== DATA ==

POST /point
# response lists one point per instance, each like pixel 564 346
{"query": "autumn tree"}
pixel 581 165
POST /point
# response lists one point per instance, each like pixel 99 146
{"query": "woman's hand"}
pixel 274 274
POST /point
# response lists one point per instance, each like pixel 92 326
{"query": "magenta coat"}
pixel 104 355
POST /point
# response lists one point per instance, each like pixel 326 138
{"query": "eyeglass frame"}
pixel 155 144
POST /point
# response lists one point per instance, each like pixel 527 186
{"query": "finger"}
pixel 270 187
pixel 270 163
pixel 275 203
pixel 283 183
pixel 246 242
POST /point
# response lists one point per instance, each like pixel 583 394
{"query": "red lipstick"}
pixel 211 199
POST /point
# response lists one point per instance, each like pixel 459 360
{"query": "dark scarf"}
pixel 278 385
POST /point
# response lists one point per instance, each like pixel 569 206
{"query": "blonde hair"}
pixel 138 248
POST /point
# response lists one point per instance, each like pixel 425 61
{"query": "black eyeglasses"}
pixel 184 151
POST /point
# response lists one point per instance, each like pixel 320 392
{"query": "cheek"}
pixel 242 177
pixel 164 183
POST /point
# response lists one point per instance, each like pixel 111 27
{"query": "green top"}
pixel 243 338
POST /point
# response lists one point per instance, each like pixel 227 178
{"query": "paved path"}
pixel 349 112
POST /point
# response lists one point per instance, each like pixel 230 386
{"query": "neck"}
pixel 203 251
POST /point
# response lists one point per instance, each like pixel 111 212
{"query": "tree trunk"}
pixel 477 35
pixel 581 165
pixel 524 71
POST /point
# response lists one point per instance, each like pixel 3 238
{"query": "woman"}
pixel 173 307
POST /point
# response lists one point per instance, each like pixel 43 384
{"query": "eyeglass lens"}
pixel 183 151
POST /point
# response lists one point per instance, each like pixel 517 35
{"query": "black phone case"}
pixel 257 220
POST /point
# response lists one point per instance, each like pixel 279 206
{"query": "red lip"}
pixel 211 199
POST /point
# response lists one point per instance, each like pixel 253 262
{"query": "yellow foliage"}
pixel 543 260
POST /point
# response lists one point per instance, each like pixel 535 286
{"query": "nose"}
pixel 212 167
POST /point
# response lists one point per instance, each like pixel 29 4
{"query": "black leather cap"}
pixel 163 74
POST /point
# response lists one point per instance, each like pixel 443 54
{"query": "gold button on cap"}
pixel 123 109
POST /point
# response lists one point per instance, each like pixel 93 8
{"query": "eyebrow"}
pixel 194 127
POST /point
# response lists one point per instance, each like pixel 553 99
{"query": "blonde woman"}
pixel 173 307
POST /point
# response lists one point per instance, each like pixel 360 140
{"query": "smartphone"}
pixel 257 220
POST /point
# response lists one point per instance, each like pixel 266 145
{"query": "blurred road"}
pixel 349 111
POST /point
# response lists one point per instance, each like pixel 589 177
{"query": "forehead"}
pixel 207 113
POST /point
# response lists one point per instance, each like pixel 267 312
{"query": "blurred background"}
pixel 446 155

===

WHAT YOU NEED TO DO
Each line above should be copied exactly, with no line missing.

WRITTEN RESPONSE
POST /point
# response lists one point per instance, each like pixel 564 346
{"query": "autumn tree"}
pixel 581 165
POST /point
# response lists one point per instance, each like pixel 99 146
{"query": "woman's hand"}
pixel 274 274
POST /point
# response lists one point per instance, each like pixel 92 326
{"query": "magenta coat"}
pixel 104 355
POST /point
# response lists one point per instance, each like pixel 326 138
{"query": "eyeglass frame"}
pixel 155 144
POST /point
# response lists one point per instance, each like pixel 527 186
{"query": "finger"}
pixel 270 187
pixel 270 163
pixel 275 203
pixel 283 183
pixel 246 242
POST /point
# response lists one point per instance, each like pixel 583 394
{"query": "red lipstick"}
pixel 211 199
POST /point
# response lists one point per instance, each like pixel 459 360
{"query": "dark scarf"}
pixel 278 385
POST /point
# response lists one point per instance, each like pixel 569 206
{"query": "blonde hair"}
pixel 138 248
POST /point
# response lists one point per instance, each like pixel 425 61
{"query": "black eyeglasses"}
pixel 184 151
POST /point
# response lists one point per instance, each like pixel 320 392
{"query": "cheek"}
pixel 242 177
pixel 164 183
POST /point
# response lists one point per instance, each like pixel 111 27
{"query": "green top"}
pixel 243 338
POST /point
# response lists one point per instance, each like pixel 227 178
{"query": "paved path"}
pixel 349 112
POST /point
# response lists one point per instance, each like pixel 230 386
{"query": "neck"}
pixel 203 251
POST /point
# response lists one point per instance, each like pixel 111 212
{"query": "tree trunk"}
pixel 477 35
pixel 581 165
pixel 524 71
POST /point
# response lists one point per instance, each like pixel 3 238
{"query": "woman"}
pixel 173 307
POST /point
# response lists one point per instance, each like pixel 43 384
{"query": "eyeglass lens"}
pixel 183 151
POST /point
# response lists one point per instance, each like pixel 517 35
{"query": "black phone case"}
pixel 257 220
POST /point
# response lists one point per instance, each like pixel 279 206
{"query": "red lip"}
pixel 211 199
POST /point
# response lists one point per instance, each like pixel 253 262
{"query": "yellow foliage"}
pixel 543 260
POST /point
# response lists one point per instance, each like pixel 535 286
{"query": "nose"}
pixel 212 167
POST /point
# response lists one point per instance, each like pixel 29 4
{"query": "black leather cap"}
pixel 163 74
POST /point
# response lists one point per instance, each like pixel 443 54
{"query": "gold button on cap"}
pixel 123 109
POST /point
# response lists one point per instance, each like pixel 93 8
{"query": "eyebrow"}
pixel 194 127
POST /point
# response lists one point per instance, each like pixel 553 99
{"query": "blonde woman"}
pixel 173 307
POST /point
# response lists one point per instance, each like pixel 360 140
{"query": "smartphone"}
pixel 257 220
POST /point
# response lists one point per instance, each like pixel 266 145
{"query": "blurred road"}
pixel 349 111
POST /point
# response lists one point per instance, each like pixel 589 177
{"query": "forehead"}
pixel 207 113
POST /point
# response lists one point per instance, each like pixel 267 312
{"query": "blurred background"}
pixel 446 155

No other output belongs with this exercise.